*Auszug:*
<<<<

Animal Collective - Fall be kind

Domino / Indigo
VÖ: 11.12.2009
Unsere Bewertung: 7/10
7/10
Eure Ø-Bewertung: 7/10
7/10

Mystery Machines

Manchmal kommt es einem schon so vor, als würden im Animal-Collective-Hauptquartier die Sampler, Synthies und Gitarren ohnehin 24/7 auf Random/Repeat laufen - und ab und an halt mal ein Aufnahmegerät reingehalten, ein Kastraten-Chor im Narrhallamarsch durch die Gewölbe gepeitscht oder viersekündlich hinter Türen, Zimmerpalmen und Sofalehnen hervorgesprungen, um das Herzklopfen von Scooby Doo zur Beatreife zu triggern. Jedes Jahr zeitigt mindestens ein neues Album. Und jedes Album hat wenigstens eine EP im Gepäck. Im Falle von "Fall be kind" reicht nun aber selbst das nicht mehr. Denn hier weiten Animal Collective das EP-Konzept auch noch fast auf Albumlänge aus. Und bieten zudem zwei echte Bonbons: Die ersten zwölf Minuten verdichten die bereits live seit etlichen Monaten abgefeierten und teils bereits für "Merriweather Post Pavillon" heiß erwarteten "Graze" und "What would I want? Sky" zu einem Doppel der Extraklasse.

Und es wird zugleich deutlich, weshalb es die beiden Stücke doch nicht auf den großen Vorgänger geschafft haben. Die Flächigkeit von "Graze" breitet sich wie ein Paraffin-Film unter den Klaviertropfen aus. Die Stimmen üben sich in großen, fordernden Gesten, dominieren klarer und winden sich nicht mehr als derart diffizile Multi-Layer in den Songkörper zurück. Im Abschluss schlackert ein Bluegrass-Rhythmus durchs Panflöten-Halligalli. Und dreht sich schließlich auf glitschigen Klanggewinden alle Schrauben locker: Da ist der Anschluss an den Weird-Folk von "Feels" mindestens ebenso hörbar wie der an das Letztwerk. "What would I want? Sky" schnattert hingegen ein einziges, repetitives Gebet. Panda Bear und Avey Tare singen rhythmische Konter auf zwei Akkorde, die zunächst in einer tranceartigen Underworld-Schleife zu kulminieren scheinen. Bevor sie - angeleitet von einem Vokal-Loop aus Grateful Deads "Unbroken chain" und delayten Gitarren - in einem feingetunten Kanon aus Gospel-Chorälen, Beach-Boys-Phrasierungen und Streicher-Versätzen umhertrudeln.

>>>>

*Datenauszug:*
<<<<

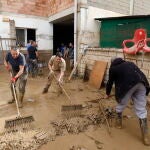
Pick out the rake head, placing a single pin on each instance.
(11, 123)
(70, 111)
(71, 107)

>>>>

*Aufgabenstellung:* In der Rezension zu „Fall be kind“ heißt es, hier „reicht nun aber selbst das nicht mehr“. Erkläre mit der Begründung aus dem Text, was damit gemeint ist.

*Vollständige Antwort:* Sonst hat jedes Album von Animal Collective wenigstens eine EP im Gepäck. Bei „Fall be kind“ bleibt es nicht dabei, denn die Band weitet das EP-Konzept hier fast auf Albumlänge aus.